▶ _EXERCISE REQUIREMENTS_
Nothing outside the range below should be printed. Output exactly the lines from the line with "# test: pointer returns one pin per instance of the shrub" to the line with "# test: pointer returns one pin per instance of the watch", both included.

(Collection entries)
------------------------------------------------------------

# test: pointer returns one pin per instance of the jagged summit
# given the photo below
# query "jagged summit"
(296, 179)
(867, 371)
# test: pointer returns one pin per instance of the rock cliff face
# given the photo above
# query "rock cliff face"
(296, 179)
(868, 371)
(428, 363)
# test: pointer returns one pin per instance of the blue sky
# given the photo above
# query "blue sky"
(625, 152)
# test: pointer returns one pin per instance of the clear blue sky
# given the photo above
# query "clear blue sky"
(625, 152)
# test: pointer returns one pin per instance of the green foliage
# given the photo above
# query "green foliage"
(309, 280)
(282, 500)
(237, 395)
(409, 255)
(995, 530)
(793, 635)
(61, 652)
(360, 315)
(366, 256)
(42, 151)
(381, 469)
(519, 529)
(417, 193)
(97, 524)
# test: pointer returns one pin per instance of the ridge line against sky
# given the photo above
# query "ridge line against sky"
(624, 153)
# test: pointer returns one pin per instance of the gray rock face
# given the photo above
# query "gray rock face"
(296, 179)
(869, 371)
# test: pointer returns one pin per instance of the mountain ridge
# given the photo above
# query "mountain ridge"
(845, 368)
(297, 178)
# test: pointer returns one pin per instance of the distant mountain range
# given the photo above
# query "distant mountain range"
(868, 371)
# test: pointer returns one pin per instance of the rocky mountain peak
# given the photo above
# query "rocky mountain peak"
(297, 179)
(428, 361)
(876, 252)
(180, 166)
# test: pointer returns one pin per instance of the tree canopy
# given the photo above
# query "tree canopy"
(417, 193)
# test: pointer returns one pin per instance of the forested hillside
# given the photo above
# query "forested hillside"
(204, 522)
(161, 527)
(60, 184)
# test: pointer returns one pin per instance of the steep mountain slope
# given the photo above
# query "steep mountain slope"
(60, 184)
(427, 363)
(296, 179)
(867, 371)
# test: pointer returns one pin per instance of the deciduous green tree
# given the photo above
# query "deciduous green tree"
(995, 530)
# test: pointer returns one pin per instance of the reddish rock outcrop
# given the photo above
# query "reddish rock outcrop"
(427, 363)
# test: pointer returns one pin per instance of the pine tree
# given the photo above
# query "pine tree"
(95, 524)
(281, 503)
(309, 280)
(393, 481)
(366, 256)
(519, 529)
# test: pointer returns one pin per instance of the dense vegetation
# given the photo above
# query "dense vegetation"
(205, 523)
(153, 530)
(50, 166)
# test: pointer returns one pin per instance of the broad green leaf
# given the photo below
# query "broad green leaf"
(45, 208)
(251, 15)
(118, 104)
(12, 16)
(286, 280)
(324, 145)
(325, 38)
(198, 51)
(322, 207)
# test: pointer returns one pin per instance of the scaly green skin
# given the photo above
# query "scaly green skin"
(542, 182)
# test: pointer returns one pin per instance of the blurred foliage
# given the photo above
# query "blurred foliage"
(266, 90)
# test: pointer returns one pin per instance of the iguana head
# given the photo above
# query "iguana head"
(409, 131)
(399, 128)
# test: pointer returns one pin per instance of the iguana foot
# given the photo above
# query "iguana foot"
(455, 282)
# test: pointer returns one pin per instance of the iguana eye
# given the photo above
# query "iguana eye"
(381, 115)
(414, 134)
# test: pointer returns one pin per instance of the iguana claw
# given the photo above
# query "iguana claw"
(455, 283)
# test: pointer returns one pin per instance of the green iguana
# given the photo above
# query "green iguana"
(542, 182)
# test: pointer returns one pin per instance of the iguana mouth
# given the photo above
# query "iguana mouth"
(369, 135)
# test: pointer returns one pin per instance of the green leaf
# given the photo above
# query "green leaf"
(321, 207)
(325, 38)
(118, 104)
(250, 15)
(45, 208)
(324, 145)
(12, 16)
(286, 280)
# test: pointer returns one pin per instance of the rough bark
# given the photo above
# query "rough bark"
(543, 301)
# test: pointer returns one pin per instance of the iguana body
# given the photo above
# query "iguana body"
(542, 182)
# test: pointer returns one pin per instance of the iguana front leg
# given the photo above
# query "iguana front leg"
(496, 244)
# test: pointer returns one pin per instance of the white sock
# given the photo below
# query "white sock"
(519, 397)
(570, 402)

------------------------------------------------------------

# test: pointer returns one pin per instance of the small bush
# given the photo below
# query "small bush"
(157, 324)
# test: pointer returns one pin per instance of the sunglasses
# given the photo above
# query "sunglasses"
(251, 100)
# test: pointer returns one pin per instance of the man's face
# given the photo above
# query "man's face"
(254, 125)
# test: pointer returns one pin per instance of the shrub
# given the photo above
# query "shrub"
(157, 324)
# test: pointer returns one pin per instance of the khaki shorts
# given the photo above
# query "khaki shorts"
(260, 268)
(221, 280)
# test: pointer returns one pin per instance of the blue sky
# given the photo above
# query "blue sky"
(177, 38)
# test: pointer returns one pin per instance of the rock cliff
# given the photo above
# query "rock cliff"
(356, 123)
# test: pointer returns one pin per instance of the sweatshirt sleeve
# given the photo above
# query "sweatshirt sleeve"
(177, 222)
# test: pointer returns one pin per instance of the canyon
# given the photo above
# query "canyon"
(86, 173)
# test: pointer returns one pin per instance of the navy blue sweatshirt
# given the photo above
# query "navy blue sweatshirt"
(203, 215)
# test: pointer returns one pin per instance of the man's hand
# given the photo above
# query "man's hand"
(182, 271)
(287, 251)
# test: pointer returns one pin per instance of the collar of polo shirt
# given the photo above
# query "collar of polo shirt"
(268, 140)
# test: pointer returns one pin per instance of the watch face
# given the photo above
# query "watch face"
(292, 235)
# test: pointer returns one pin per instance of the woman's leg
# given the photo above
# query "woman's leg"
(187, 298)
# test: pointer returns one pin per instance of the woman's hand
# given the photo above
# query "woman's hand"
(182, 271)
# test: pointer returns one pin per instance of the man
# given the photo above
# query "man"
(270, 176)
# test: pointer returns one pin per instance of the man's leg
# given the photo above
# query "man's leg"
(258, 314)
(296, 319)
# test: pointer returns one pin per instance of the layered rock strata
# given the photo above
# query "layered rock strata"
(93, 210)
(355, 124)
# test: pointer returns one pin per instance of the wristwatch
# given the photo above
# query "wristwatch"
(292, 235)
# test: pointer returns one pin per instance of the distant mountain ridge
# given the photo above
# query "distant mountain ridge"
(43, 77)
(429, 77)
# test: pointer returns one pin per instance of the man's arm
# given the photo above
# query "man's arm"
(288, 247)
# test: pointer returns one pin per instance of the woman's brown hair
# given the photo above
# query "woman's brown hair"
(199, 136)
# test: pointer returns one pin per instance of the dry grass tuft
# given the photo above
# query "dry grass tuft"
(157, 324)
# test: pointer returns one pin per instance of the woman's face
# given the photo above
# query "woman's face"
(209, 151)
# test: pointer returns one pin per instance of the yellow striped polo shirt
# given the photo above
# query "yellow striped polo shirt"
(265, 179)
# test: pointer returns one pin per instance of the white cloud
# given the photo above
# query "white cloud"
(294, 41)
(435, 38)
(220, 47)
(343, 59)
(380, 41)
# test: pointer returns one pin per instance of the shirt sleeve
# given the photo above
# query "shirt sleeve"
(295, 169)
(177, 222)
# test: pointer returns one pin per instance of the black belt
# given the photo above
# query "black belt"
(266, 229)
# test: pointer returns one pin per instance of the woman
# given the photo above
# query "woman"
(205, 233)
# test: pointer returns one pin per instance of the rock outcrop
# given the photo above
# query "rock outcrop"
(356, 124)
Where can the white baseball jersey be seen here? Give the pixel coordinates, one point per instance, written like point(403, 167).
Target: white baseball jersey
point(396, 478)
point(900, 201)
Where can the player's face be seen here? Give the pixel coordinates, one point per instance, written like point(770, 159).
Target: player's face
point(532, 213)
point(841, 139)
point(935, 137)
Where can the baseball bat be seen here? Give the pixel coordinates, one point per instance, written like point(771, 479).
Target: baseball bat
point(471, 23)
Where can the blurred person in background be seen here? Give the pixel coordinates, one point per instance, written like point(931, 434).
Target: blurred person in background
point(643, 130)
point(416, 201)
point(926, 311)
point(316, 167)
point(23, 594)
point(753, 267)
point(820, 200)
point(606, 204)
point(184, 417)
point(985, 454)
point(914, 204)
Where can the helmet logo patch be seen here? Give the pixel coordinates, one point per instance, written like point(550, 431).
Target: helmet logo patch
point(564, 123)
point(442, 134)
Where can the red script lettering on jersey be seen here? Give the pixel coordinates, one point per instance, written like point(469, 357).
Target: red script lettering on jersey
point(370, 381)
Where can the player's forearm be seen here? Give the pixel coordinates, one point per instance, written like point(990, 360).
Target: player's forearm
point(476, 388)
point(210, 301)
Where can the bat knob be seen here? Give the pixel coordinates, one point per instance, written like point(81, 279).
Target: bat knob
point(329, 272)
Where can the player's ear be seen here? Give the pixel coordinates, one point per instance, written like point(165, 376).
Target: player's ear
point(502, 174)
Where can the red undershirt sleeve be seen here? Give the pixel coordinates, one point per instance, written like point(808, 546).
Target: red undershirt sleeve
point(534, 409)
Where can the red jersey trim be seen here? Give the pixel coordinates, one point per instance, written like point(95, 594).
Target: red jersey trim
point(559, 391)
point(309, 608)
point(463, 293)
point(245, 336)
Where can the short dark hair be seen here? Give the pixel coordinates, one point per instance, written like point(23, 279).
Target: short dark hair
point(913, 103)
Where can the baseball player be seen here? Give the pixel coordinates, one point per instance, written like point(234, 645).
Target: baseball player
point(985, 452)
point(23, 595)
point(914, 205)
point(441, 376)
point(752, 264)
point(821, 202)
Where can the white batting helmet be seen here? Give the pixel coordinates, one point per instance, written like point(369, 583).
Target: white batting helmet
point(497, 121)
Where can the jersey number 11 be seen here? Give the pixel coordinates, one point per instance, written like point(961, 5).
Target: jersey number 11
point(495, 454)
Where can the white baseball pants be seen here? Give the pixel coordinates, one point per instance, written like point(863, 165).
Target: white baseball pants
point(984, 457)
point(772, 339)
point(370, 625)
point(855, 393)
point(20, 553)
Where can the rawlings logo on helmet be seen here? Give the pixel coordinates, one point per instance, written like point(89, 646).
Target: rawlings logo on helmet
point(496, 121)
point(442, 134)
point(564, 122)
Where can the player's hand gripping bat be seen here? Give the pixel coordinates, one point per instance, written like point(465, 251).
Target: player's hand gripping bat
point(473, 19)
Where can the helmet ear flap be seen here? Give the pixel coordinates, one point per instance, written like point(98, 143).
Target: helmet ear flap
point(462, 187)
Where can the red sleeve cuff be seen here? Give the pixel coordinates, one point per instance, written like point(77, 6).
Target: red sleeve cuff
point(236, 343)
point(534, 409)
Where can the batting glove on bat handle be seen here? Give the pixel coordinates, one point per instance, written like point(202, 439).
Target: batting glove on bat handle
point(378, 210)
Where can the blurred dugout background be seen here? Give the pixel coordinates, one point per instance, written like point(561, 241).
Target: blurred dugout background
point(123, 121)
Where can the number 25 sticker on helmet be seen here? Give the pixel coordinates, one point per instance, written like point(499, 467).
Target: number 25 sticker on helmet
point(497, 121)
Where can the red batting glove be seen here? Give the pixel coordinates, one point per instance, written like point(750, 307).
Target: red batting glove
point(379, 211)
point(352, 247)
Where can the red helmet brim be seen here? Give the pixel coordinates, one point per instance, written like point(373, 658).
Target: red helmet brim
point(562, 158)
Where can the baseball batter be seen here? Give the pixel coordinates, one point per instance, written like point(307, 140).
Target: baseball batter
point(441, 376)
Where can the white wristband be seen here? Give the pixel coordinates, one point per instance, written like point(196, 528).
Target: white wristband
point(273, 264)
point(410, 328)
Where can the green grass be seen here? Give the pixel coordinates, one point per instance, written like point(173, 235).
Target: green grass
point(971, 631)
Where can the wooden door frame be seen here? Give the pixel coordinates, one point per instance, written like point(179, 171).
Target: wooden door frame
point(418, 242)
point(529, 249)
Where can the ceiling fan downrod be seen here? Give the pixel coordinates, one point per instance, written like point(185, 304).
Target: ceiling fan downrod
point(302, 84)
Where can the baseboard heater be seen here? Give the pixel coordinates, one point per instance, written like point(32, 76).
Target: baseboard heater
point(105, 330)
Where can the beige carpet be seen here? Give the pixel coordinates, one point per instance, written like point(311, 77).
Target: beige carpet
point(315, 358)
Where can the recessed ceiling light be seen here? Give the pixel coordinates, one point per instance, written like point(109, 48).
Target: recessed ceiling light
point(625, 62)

------------------------------------------------------------

▶ _EXERCISE ANSWER_
# test: pointer returns one pin per instance of the shrub
# given the photo above
# query "shrub"
(157, 324)
# test: pointer returns one pin per instance of the khaki shorts
# given the photo above
# query "khaki shorts"
(260, 268)
(221, 280)
# test: pointer returns one pin per instance of the blue sky
# given the photo above
# query "blue sky"
(177, 38)
# test: pointer returns one pin per instance of the rock cliff
# given the photo above
# query "rock cliff"
(356, 123)
# test: pointer returns one pin per instance of the sweatshirt sleeve
# given the photo above
# query "sweatshirt sleeve"
(177, 222)
# test: pointer returns one pin per instance of the canyon
# given the photo above
# query "canyon"
(86, 173)
# test: pointer returns one pin per instance of the navy blue sweatshirt
# given the photo above
# query "navy blue sweatshirt"
(203, 215)
# test: pointer returns one pin per instance of the man's hand
# given the photo above
# query "man's hand"
(182, 271)
(287, 251)
# test: pointer returns one pin per instance of the collar of polo shirt
# given the photo above
# query "collar of polo shirt"
(268, 140)
# test: pointer returns one pin per instance of the watch face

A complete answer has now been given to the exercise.